_What to produce:_ From the material below, retype the lines starting at the one containing "Spot the paper sign" and ending at the one containing "x=370, y=86", with both of those lines included.

_Dataset excerpts on pointing at objects:_
--

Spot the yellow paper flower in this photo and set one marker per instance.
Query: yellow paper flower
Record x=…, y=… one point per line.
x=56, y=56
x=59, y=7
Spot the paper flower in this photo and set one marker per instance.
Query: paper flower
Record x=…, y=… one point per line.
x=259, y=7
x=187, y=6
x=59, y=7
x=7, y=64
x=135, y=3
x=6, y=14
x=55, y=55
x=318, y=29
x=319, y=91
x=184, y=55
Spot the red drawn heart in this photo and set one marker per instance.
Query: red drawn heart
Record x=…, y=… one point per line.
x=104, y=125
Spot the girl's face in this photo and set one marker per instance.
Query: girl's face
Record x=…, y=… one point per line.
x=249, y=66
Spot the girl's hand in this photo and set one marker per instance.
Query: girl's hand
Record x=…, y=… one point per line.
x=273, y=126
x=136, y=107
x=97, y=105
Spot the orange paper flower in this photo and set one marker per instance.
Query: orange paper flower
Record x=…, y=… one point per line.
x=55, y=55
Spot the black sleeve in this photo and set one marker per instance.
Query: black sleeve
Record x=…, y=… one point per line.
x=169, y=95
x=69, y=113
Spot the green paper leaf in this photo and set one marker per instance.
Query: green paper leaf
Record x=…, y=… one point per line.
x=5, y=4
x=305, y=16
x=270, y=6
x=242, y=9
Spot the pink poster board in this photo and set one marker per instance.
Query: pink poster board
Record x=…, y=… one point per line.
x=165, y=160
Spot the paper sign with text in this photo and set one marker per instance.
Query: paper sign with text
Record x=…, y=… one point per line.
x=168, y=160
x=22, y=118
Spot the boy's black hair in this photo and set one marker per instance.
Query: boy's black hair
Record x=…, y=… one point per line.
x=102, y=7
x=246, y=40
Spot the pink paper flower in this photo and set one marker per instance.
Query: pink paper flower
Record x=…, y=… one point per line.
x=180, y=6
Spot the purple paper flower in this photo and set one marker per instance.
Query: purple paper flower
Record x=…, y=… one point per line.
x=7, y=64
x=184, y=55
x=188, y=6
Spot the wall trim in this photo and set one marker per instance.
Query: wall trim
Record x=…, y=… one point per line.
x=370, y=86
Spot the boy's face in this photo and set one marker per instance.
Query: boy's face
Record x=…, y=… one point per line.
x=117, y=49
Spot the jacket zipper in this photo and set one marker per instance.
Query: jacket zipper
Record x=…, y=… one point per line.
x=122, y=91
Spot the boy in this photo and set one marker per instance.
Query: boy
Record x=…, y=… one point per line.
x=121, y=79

--

_Result of this exercise:_
Spot the paper sign with text in this photo and set one marker per instance.
Query: paper sign with text
Record x=…, y=… one point per line.
x=168, y=160
x=22, y=118
Spot the boy's black hair in this photo and set one marker per instance.
Query: boy's black hair
Record x=…, y=… one point per line.
x=102, y=7
x=246, y=40
Spot the pink paper flower in this photo and set one marker per instance.
Query: pink paper flower
Record x=…, y=… one point per line.
x=180, y=6
Spot the purple paper flower in this photo and set one marker per instance.
Query: purple paper flower
Record x=…, y=… one point per line.
x=7, y=64
x=184, y=55
x=188, y=6
Spot the wall trim in this photo and set one marker per instance.
Query: wall trim
Record x=…, y=… one point per line.
x=370, y=86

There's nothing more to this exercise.